Supplied data |
***

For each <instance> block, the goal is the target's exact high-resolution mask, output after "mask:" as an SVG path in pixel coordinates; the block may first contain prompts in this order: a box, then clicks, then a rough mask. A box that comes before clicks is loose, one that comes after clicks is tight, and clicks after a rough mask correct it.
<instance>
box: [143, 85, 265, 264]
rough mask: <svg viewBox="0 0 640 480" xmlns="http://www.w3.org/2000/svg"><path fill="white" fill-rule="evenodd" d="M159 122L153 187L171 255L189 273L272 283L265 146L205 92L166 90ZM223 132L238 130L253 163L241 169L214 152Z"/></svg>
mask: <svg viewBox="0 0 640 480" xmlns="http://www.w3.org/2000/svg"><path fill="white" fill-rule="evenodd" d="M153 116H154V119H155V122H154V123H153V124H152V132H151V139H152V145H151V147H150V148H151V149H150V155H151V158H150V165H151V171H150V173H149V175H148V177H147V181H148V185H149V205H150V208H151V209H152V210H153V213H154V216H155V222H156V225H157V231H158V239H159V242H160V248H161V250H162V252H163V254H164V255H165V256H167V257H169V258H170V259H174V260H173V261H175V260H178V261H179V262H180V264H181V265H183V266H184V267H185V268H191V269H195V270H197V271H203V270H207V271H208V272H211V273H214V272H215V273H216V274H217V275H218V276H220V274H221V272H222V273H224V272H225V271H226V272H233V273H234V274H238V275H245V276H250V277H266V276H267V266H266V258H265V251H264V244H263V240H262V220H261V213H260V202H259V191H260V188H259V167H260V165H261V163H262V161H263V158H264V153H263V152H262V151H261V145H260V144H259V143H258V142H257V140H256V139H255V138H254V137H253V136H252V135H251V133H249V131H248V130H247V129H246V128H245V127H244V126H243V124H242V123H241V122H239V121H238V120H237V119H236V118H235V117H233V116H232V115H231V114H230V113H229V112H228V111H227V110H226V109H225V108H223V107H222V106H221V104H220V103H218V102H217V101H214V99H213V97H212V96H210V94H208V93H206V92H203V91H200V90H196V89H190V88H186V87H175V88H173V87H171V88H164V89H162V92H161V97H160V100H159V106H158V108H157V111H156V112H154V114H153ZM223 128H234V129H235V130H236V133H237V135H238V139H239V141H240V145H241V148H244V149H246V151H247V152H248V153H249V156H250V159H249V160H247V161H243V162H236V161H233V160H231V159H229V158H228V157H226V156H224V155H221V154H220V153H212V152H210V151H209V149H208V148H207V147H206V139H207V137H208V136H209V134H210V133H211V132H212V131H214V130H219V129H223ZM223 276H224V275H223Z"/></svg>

***

What needs to be done | Reply with the lines from the first line of the entries through the line that contains "box: [143, 85, 265, 264]", repeated exactly with both ends kept, and with nothing else.

Solved problem |
For each <instance> block, the goal is the target's exact high-resolution mask, output after "mask:" as an SVG path in pixel coordinates; the block may first contain prompts in this order: a box, then clicks, then a rough mask. A box that comes before clicks is loose, one that comes after clicks is tight, and clicks after a rough mask correct it.
<instance>
box: [143, 85, 265, 264]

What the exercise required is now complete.